## Challenge 1
Say whether each statement agrees with the stock-trading text below. Answer yes or no for each and quote the deciding words of the text.
(a) Each day's investment choice can be handled greedily.
(b) The example strategy buys 6 units of stock 3 on day 2.
(c) The money left after the first night sets the knapsack size for the second night.
## Challenge 2
Continue the stock-trading text below, picking up after its final sentence.

The first step in solving this problem is to note that we can assume that at the beginning of each day, we sell all the stocks we own and start afresh (with however much money we have at that point). For example, if an investment strategy calls for buying 6 units of stock 2 on day 3 and selling them on day 6, we can form the following equivalent strategy:
* day 3: buy 6 units of stock 2 ; day 4: sell 6 units of stock 2
* day 4: buy 6 units of stock 2 ; day 5: sell 6 units of stock 2
* day 5: buy 6 units of stock 2 ; day 6: sell 6 units of stock 2
Once we have made this observation, it becomes clear that we can treat each day greedily: on each day, we want to maximize the return over the following night, subject to how much money we currently have to invest. But this is just the knapsack problem: for day d, stock s has cost PR_[s,d], and will yield profit PR[s,d+1]-PR[s,d]. So, for the first night, we can solve the knapsack problem and find out the maximum amount of money we can have at the beginning of day 2 after selling off our investment. Then this new amount of money becomes the size of the knapsack in the subsequent knapsack problem for the second night, and so on.

## Material shown
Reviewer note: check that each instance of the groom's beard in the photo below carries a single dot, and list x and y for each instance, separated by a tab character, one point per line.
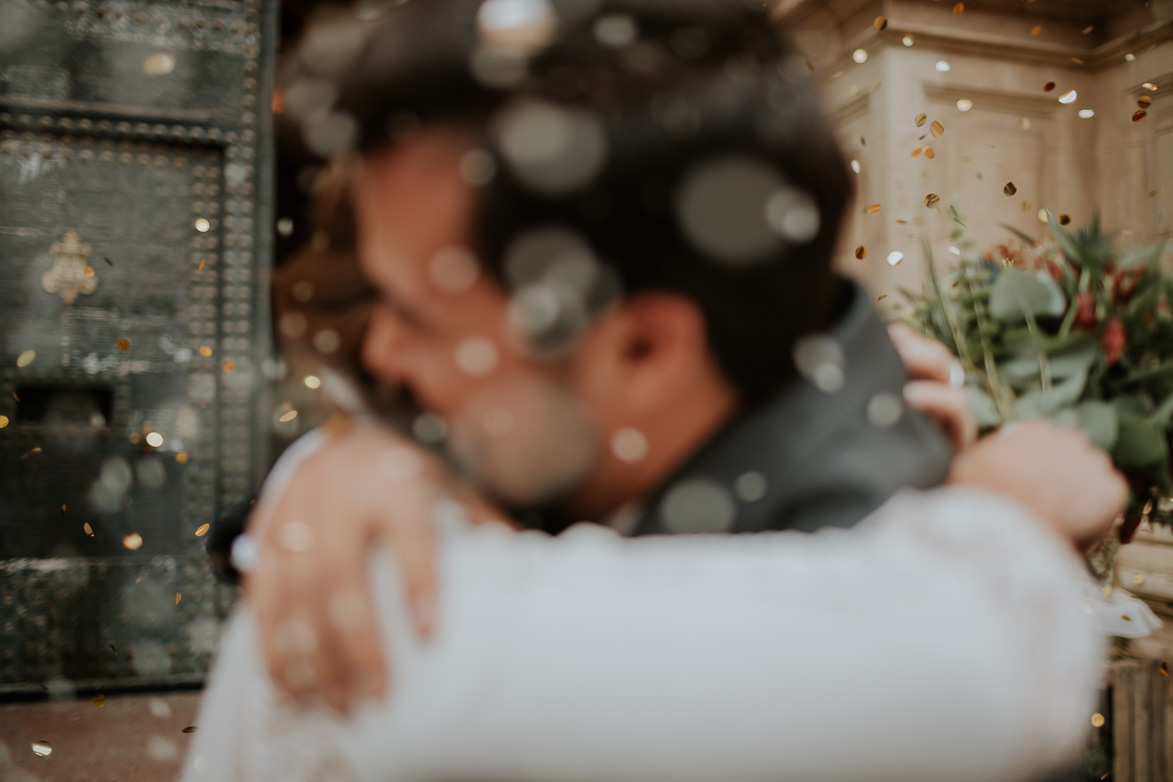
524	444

--

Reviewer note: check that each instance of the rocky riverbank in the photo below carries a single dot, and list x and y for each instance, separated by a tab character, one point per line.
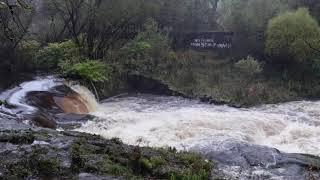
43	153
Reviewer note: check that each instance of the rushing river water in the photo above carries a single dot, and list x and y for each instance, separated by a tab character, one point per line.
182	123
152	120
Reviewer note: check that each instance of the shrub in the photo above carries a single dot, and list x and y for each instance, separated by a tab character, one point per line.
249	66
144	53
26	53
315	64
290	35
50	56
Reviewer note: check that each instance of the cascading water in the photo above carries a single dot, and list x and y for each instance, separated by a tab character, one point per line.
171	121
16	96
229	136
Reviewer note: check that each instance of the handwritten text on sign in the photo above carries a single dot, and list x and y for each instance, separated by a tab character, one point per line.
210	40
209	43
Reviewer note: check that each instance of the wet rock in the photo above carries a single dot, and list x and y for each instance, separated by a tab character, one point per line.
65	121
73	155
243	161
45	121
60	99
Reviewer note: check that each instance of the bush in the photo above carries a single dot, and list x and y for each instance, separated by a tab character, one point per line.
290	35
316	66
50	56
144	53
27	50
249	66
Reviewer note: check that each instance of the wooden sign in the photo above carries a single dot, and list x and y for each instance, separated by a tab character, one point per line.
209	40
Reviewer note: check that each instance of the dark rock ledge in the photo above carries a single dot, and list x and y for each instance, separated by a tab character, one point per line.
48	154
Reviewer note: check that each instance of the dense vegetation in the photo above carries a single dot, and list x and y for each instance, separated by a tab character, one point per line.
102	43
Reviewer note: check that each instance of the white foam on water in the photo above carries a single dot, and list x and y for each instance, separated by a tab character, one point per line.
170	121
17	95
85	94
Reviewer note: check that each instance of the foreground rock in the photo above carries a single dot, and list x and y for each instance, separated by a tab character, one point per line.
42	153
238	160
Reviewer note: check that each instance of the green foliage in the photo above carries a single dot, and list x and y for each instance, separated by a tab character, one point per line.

## Expected output 1
(a) Yes: "we can treat each day greedily"
(b) No: "buying 6 units of stock 2 on day 3"
(c) Yes: "this new amount of money becomes the size of the knapsack in the subsequent knapsack problem for the second night"

## Expected output 2
We have to solve O(D) knapsack problems, and each will take O(S*m) where m is the maximum amount of money we make. Thus the whole algorithm runs in O(D S m), which should run in time.
Code by Bruce Merry follows:
/*
PROG: stock
LANG: C++
*/
#include <fstream>
#include <algorithm>
using namespace std;
#define MAXS 51
#define MAXD 11
static int prices[MAXD][MAXS];
static int mout[500005];
int main()
{
ifstream in("stock.in");
ofstream out("stock.out");
int S, D, M;
in >> S >> D >> M;
for (int i = 0; i < S; i++)
for (int j = 0; j < D; j++)
in >> prices[j][i];
for (int i = 1; i < D; i++)
{
for (int j = 0; j <= M; j++)
mout[j] = j;
for (int s = 0; s < S; s++)
{
int p = prices[i - 1][s];
int po = prices[i][s];
for (int k = p; k <= M; k++)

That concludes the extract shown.